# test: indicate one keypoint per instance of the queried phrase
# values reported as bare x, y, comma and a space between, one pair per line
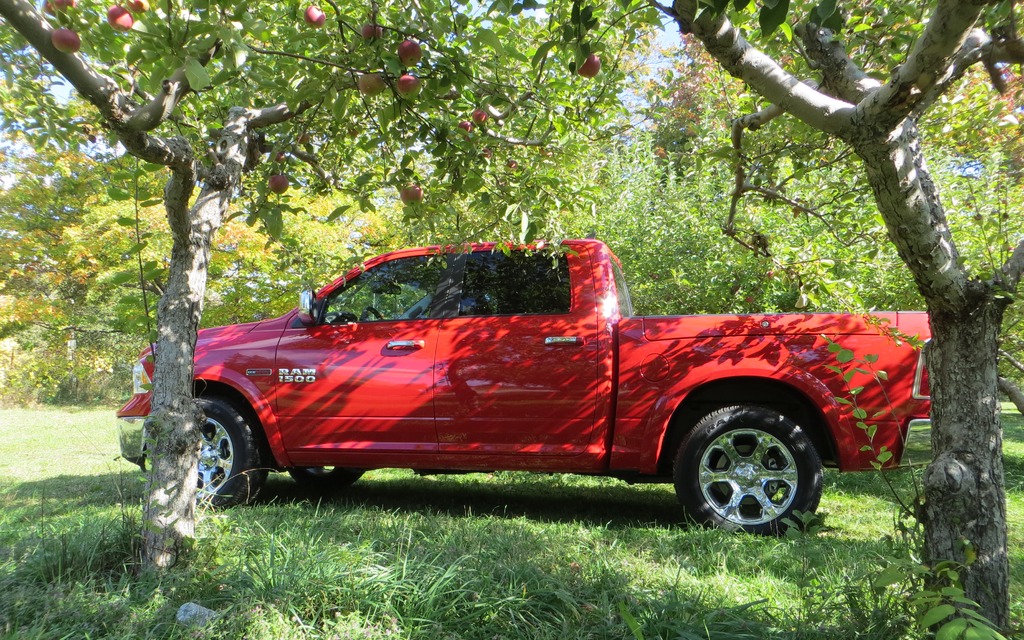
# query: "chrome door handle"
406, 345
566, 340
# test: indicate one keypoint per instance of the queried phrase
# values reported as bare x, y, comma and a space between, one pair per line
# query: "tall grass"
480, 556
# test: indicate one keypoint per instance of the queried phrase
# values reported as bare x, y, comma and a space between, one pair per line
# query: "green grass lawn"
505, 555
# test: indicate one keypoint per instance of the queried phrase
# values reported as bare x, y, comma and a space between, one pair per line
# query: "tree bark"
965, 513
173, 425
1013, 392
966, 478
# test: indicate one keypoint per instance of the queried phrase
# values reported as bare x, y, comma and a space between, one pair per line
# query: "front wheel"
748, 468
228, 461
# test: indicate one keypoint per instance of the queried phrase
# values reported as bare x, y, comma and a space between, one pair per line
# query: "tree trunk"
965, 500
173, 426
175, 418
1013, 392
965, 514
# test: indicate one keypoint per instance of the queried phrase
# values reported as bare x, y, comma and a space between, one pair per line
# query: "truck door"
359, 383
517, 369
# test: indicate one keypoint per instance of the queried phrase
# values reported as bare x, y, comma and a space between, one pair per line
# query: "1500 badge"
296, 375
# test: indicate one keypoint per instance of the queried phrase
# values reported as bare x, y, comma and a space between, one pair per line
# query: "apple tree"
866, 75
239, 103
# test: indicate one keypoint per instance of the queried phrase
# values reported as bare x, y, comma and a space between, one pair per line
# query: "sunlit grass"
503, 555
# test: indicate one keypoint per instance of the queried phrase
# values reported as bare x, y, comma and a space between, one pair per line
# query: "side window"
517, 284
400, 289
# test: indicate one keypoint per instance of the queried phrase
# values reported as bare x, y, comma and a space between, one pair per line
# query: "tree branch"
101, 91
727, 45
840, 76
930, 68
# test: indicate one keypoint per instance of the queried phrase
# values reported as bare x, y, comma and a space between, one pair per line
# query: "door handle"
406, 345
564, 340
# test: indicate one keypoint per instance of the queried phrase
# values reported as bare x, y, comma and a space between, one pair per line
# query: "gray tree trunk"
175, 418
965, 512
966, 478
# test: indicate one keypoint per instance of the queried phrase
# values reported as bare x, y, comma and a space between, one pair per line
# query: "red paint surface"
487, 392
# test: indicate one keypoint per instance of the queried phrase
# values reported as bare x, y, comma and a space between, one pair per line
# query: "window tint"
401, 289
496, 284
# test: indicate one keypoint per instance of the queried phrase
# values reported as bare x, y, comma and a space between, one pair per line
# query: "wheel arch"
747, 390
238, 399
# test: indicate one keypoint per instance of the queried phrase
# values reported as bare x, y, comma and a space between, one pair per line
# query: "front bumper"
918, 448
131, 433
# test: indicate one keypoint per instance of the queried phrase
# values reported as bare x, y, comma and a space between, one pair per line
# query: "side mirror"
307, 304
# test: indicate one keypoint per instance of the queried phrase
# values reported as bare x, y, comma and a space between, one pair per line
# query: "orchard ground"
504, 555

● ● ● ● ● ● ●

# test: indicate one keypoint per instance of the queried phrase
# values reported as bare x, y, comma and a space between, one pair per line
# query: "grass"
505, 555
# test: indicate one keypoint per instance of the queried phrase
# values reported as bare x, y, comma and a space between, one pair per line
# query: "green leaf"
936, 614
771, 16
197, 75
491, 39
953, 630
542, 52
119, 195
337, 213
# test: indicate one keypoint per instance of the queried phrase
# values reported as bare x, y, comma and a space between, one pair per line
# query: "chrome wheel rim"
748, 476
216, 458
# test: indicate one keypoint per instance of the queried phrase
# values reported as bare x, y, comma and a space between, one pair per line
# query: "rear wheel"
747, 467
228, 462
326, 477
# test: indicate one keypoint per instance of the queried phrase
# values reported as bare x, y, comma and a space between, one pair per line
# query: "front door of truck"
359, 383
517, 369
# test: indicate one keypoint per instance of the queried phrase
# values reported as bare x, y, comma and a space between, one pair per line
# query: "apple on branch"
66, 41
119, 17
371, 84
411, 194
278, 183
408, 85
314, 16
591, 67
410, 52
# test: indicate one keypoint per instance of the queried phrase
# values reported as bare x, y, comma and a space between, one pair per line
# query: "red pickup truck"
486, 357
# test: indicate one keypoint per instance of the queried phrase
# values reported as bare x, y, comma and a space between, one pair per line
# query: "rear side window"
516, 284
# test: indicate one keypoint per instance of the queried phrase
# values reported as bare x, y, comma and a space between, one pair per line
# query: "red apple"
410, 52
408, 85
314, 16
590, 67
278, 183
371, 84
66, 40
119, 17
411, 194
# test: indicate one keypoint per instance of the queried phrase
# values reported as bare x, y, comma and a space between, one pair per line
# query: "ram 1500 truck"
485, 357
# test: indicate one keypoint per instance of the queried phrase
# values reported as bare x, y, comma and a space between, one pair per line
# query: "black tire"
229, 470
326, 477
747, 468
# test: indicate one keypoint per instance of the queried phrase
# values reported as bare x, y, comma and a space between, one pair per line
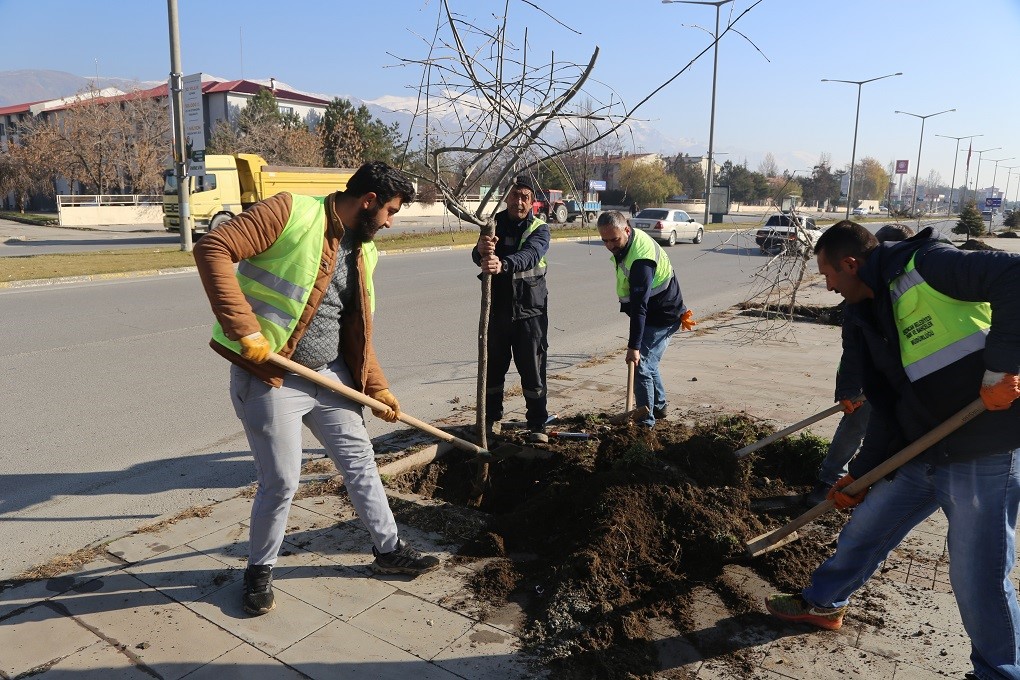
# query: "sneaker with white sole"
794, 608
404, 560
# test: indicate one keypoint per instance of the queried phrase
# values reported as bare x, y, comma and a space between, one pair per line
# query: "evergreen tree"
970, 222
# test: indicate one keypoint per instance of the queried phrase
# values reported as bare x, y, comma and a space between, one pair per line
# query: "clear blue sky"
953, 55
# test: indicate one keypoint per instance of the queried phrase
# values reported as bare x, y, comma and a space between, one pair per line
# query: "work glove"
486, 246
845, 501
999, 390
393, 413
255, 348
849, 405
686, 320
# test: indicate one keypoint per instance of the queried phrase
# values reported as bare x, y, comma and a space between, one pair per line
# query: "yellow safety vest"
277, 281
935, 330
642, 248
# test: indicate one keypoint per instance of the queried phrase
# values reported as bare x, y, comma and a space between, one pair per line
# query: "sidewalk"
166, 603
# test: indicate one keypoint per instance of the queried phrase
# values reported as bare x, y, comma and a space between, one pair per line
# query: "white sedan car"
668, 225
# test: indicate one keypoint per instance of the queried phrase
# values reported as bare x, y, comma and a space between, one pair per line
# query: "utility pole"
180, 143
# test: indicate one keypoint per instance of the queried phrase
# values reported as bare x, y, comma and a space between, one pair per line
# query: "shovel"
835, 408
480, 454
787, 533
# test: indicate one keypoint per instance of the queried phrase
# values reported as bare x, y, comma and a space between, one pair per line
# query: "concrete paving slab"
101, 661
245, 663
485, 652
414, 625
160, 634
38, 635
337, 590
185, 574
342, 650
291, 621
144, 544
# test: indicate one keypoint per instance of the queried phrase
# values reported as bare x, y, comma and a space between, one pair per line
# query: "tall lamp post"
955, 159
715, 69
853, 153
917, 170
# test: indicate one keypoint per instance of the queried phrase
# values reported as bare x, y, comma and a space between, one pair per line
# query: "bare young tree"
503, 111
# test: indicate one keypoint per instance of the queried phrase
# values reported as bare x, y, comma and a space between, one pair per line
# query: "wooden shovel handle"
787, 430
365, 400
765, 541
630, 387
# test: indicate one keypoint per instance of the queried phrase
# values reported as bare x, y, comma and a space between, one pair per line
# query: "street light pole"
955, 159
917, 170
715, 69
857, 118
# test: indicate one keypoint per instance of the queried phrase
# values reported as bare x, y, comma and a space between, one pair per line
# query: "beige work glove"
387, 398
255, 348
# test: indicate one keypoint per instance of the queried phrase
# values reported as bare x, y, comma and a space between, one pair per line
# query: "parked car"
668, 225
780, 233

● ● ● ● ● ● ●

Stated goal: List each line of the material above that contains the string "truck", matching case exactly.

Task solution:
# query: "truck door"
# query: "front door of truck"
# query: "red pickup truck"
# query: "ram 1500 truck"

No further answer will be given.